> _Taakomschrijving_
Herhaal alstublieft letterlijk het deel van de records dat begint met de regel die "Guideline: one keypoint per instance of the crew" bevat en eindigt met de regel die "[(254, 52)]" bevat, beide regels inbegrepen. Geef alleen dat deel weer.

> _Gegeven records_
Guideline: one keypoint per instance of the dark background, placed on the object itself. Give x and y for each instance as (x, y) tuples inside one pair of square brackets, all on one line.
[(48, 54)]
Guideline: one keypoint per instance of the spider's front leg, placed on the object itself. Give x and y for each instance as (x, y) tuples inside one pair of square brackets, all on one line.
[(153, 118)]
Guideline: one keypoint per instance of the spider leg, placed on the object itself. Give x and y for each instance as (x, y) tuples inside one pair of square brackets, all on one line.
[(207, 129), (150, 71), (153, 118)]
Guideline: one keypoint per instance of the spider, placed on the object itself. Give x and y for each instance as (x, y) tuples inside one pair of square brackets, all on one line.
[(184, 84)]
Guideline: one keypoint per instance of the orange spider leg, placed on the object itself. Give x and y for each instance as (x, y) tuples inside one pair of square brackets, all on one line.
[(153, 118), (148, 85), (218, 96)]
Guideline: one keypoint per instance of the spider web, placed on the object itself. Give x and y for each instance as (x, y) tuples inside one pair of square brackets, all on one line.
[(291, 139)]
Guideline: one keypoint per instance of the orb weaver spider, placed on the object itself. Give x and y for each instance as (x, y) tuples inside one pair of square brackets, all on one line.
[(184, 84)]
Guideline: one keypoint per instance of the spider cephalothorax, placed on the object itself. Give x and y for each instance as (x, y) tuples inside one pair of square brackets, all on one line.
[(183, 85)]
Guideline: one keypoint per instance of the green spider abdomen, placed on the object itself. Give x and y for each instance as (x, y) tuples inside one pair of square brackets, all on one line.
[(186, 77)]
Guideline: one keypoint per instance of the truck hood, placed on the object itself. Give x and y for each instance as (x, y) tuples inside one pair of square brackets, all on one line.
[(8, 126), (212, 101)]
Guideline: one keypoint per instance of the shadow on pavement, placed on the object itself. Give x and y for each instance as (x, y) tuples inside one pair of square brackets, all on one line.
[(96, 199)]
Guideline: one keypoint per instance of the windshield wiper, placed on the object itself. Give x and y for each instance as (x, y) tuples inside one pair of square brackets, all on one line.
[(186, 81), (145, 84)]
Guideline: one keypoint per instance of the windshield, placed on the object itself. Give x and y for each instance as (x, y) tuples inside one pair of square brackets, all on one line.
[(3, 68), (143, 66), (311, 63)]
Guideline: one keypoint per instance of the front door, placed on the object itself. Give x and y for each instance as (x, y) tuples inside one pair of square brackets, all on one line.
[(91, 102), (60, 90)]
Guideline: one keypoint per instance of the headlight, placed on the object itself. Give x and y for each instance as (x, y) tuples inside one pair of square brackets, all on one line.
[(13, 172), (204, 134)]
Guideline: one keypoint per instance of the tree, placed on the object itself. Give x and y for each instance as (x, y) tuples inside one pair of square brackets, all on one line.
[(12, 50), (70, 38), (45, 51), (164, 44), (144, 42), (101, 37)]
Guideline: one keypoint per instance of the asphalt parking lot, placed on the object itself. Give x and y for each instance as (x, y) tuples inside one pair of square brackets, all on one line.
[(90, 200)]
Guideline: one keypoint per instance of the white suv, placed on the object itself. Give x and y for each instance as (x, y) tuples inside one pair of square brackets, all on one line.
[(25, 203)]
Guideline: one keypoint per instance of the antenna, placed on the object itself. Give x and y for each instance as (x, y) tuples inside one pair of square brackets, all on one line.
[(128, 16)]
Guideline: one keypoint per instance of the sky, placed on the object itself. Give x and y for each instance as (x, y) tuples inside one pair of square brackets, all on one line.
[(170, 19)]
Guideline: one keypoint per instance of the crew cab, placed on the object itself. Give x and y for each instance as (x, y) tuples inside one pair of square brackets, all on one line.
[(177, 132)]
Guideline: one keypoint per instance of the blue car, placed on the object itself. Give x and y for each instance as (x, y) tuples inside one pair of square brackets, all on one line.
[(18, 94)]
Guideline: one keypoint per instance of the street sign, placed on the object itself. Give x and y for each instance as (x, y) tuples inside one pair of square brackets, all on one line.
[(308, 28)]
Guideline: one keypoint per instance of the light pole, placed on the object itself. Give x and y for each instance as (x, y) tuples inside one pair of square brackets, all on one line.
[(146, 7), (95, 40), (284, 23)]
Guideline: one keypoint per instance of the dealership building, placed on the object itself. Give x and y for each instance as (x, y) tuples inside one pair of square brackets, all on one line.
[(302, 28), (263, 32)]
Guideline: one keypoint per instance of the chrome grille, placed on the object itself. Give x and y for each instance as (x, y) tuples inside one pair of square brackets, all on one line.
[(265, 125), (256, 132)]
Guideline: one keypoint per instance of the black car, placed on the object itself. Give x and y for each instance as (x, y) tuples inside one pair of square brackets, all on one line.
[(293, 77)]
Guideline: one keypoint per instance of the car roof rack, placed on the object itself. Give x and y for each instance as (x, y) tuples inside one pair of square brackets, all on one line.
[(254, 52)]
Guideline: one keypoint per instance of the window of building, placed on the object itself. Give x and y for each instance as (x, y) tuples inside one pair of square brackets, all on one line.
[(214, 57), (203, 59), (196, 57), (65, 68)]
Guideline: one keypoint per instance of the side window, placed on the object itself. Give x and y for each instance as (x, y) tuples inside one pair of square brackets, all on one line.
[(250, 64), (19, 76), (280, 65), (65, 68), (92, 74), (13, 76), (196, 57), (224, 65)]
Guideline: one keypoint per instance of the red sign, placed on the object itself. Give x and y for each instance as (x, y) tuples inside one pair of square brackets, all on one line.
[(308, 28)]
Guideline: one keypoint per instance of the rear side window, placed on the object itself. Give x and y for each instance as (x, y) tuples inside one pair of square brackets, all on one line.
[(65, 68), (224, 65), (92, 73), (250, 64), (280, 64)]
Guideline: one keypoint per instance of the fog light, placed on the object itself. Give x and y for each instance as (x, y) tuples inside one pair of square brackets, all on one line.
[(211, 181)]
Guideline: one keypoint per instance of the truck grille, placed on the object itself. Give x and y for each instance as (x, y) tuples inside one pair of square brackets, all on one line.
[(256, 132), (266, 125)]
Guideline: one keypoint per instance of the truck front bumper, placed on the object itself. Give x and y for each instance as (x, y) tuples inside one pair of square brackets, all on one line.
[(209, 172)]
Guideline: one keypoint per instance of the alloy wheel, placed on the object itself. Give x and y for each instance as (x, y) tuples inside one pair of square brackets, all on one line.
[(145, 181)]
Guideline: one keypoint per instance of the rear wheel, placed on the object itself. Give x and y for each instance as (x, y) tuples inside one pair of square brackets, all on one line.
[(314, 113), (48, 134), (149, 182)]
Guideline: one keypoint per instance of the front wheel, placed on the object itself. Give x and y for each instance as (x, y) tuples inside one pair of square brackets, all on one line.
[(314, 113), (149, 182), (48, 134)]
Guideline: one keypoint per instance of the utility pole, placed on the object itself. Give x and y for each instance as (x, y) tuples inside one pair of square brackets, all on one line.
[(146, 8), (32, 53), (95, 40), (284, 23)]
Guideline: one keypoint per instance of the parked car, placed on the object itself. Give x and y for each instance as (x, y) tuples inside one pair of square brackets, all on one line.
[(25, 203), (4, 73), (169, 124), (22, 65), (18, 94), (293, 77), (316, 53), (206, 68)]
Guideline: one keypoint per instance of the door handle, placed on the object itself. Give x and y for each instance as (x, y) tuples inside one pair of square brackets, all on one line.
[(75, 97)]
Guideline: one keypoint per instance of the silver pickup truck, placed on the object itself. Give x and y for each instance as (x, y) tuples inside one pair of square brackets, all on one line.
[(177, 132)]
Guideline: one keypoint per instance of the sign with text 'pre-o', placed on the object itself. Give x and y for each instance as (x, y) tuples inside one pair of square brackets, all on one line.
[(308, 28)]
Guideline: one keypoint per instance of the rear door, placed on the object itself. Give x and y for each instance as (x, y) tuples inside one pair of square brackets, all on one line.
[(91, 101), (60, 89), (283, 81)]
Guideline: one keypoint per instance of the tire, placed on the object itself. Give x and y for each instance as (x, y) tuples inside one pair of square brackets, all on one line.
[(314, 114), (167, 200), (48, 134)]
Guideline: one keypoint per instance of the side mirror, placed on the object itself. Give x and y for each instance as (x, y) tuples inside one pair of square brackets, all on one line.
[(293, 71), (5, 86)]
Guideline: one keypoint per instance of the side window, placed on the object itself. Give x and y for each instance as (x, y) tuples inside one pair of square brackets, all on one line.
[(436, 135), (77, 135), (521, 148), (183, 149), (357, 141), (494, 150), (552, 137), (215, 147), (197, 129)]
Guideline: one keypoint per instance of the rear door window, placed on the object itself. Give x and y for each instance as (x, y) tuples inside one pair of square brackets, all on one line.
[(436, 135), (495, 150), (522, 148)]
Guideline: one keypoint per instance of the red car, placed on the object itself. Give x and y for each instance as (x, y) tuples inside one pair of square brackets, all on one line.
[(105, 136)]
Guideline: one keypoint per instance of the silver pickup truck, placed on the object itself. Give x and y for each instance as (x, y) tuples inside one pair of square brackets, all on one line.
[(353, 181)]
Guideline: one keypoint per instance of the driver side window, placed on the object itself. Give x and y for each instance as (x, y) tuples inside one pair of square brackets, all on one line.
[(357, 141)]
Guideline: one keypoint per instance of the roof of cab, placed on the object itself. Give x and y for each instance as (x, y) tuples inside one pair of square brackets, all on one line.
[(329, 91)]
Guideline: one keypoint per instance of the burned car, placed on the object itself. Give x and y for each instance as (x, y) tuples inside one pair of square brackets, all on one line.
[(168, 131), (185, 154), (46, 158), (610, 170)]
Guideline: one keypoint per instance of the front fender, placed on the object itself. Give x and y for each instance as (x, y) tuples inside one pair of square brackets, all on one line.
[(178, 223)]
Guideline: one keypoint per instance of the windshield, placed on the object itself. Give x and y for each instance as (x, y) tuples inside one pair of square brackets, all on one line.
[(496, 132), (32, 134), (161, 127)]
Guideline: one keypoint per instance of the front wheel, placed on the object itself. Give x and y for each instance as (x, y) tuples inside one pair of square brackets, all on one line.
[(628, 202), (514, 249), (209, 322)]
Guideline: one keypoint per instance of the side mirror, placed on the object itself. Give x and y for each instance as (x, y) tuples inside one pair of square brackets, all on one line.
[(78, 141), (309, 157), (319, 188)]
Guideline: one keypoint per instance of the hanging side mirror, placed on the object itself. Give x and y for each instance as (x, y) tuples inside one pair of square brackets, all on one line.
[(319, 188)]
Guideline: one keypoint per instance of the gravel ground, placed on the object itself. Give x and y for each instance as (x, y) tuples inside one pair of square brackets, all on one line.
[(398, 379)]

> _Uitgewerkte oplossing_
Guideline: one keypoint per instance of the crew cab, placed on the object itself. Give x and y for each instance as (x, y) tuples inside one pair of square brackets, all on one line.
[(177, 132)]
Guideline: one keypoint per instance of the blue car, placed on the object itself. Give x and y for each instance as (x, y) tuples inside one pair of square brackets, all on one line.
[(18, 94)]
Guideline: one keypoint per instance of the street sign, placed on the object itself. Give x and y for each instance as (x, y) tuples inside one pair of square brackets, all on one line.
[(308, 28)]
Guideline: one keypoint per instance of the light pole, placed on the object itself. Give x and y for each instance as (x, y) tuples inside one pair of square brackets, all on one line.
[(146, 7), (95, 40), (284, 23)]
Guideline: one keypoint per instance of the dealership building, placed on the object itself. Give x and y for each instance as (x, y) tuples inside one pair of square brackets, all on one line.
[(302, 28), (263, 32)]
Guideline: one keypoint per instance of the chrome grille, placed on the object itself. Give x and y for each instance as (x, y) tuples inside one pair of square brackets, all on one line.
[(265, 125), (256, 132)]
Guideline: one keypoint per instance of the black car, placed on the object itself. Give x and y for each instance as (x, y) tuples inside one pair of square brackets, all on one line.
[(293, 77)]
Guideline: one keypoint per instance of the car roof rack, placed on the object itself. Give x and y for each instance as (x, y) tuples inside one pair of square brackets, all on one line.
[(254, 52)]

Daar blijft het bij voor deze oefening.